Tarea escrita A: Enumera las características que el fragmento sobre la experiencia y el conocimiento da en su descripción del perro.

Fragmento proporcionado:
--- --- ---
Respondiendo a esto contesta  con una sola palabra: de la experiencia. Cuando somos niños, nuestros maestros no logran  transmitirnos todo el conocimiento a partir de algoritmos. Incluso, el conocimiento que  adquirimos de esta forma – por ejemplo, aprender a hacer una multiplicación – requiere de  experiencia para poder incorporarlo. Buena parte del conocimiento que anexamos a nuestra  mente, a decir de Lock, lo hacemos por medio de la observación. Intentemos pensar cómo  un adulto podría transmitirle a un niño qué cosa es un perro por medio de instrucciones o  descripciones ¿Un animal con pelo en todo el cuerpo, cuatro patas y que se alimenta de  carne? En esta descripción se cuelan muchas especies, es demasiado general.

La mejor  alternativa, parece ser la observación de “ejemplos”. El niño verá un perro, y luego otro y  otro. De esta forma adquirirá con mayor precisión las características del animal, ejercicio  que le permitirá identificarlo. Cualquier otro animal que vea, que se parezca a un perro, lo  identificará como tal.
--- --- ---
Entradas:
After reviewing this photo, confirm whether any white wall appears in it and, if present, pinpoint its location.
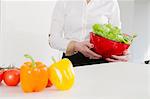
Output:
[1,1,61,65]
[0,0,150,66]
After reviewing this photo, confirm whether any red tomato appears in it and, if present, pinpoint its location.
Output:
[46,80,52,87]
[0,70,3,83]
[3,69,20,86]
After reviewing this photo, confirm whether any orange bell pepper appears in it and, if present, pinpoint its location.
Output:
[20,55,48,92]
[48,58,75,90]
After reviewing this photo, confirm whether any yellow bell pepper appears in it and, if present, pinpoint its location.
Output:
[20,55,48,92]
[48,58,75,90]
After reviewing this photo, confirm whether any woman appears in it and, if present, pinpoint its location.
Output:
[49,0,127,66]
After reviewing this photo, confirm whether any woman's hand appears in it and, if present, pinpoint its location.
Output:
--- --- ---
Tarea escrita B: Organiza como tabla Markdown, con las columnas Fila y Línea, todo lo que va desde la línea de las entradas que contiene "After reviewing this photo, confirm whether any yellow" hasta el final de las entradas, ambos extremos incluidos y sin las líneas en blanco.

Resultado correcto A:
- pelo en todo el cuerpo
- cuatro patas
- se alimenta de carne

Resultado correcto B:
| Fila | Línea |
|---|---|
| 1 | After reviewing this photo, confirm whether any yellow bell pepper appears in it and, if present, pinpoint its location. |
| 2 | Output: |
| 3 | [20,55,48,92] |
| 4 | [48,58,75,90] |
| 5 | After reviewing this photo, confirm whether any woman appears in it and, if present, pinpoint its location. |
| 6 | Output: |
| 7 | [49,0,127,66] |
| 8 | After reviewing this photo, confirm whether any woman's hand appears in it and, if present, pinpoint its location. |
| 9 | Output: |